### [Supplied information]
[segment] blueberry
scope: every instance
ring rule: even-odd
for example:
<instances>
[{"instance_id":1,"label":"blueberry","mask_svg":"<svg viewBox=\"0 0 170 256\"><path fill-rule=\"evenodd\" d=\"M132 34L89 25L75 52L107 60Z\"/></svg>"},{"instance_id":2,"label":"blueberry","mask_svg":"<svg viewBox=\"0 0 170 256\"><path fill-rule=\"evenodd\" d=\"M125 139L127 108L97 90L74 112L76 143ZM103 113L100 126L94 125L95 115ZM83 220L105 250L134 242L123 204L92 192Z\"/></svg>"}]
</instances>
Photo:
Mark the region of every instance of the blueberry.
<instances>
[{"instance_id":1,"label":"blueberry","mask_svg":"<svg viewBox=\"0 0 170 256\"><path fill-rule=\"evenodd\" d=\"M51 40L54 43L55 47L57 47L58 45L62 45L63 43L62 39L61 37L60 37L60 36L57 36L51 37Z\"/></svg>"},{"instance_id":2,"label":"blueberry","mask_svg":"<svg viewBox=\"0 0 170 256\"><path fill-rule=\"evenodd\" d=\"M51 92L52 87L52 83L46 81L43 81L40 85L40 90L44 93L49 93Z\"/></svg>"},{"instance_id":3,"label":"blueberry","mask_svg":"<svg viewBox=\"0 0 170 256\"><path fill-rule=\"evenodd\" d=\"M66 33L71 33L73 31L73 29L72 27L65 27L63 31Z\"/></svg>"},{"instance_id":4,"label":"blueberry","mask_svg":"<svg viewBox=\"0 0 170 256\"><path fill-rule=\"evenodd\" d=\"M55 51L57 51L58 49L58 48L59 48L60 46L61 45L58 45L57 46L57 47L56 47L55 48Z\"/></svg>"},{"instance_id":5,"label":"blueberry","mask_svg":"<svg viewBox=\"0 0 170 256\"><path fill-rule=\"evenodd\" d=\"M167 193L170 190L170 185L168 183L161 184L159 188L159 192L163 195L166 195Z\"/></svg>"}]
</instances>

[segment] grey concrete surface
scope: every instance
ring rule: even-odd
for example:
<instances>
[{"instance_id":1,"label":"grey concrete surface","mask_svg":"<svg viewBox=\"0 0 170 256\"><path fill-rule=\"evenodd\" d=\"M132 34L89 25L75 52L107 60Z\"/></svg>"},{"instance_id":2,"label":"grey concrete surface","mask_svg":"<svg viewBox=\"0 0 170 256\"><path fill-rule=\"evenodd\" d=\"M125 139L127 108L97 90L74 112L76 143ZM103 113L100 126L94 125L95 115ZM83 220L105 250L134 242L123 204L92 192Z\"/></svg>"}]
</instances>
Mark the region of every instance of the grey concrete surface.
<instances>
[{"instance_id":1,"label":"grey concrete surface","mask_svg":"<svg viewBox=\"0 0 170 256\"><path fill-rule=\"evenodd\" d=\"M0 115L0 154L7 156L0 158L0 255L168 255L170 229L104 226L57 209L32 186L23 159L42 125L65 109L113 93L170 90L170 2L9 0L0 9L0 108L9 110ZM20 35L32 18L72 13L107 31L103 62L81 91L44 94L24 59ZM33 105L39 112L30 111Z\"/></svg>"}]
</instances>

### [Required work]
Write out exactly the final stretch of the records: the line containing "[segment] grey concrete surface" and every line after it, through the last, and nothing else.

### [Exercise answer]
[segment] grey concrete surface
scope: every instance
ring rule: even-odd
for example:
<instances>
[{"instance_id":1,"label":"grey concrete surface","mask_svg":"<svg viewBox=\"0 0 170 256\"><path fill-rule=\"evenodd\" d=\"M132 34L89 25L75 52L107 60Z\"/></svg>"},{"instance_id":2,"label":"grey concrete surface","mask_svg":"<svg viewBox=\"0 0 170 256\"><path fill-rule=\"evenodd\" d=\"M125 139L127 108L97 90L74 112L76 143ZM103 113L100 126L94 125L95 115ZM83 220L105 250L134 242L123 204L92 192Z\"/></svg>"}]
</instances>
Mark the region of every instance of the grey concrete surface.
<instances>
[{"instance_id":1,"label":"grey concrete surface","mask_svg":"<svg viewBox=\"0 0 170 256\"><path fill-rule=\"evenodd\" d=\"M0 115L0 154L7 156L0 158L0 255L168 255L170 229L104 226L57 209L32 186L23 159L42 125L65 109L113 93L170 90L170 2L9 0L0 9L0 108L9 110ZM20 35L32 18L72 13L107 31L103 62L81 91L44 94L24 59ZM33 105L39 112L30 111Z\"/></svg>"}]
</instances>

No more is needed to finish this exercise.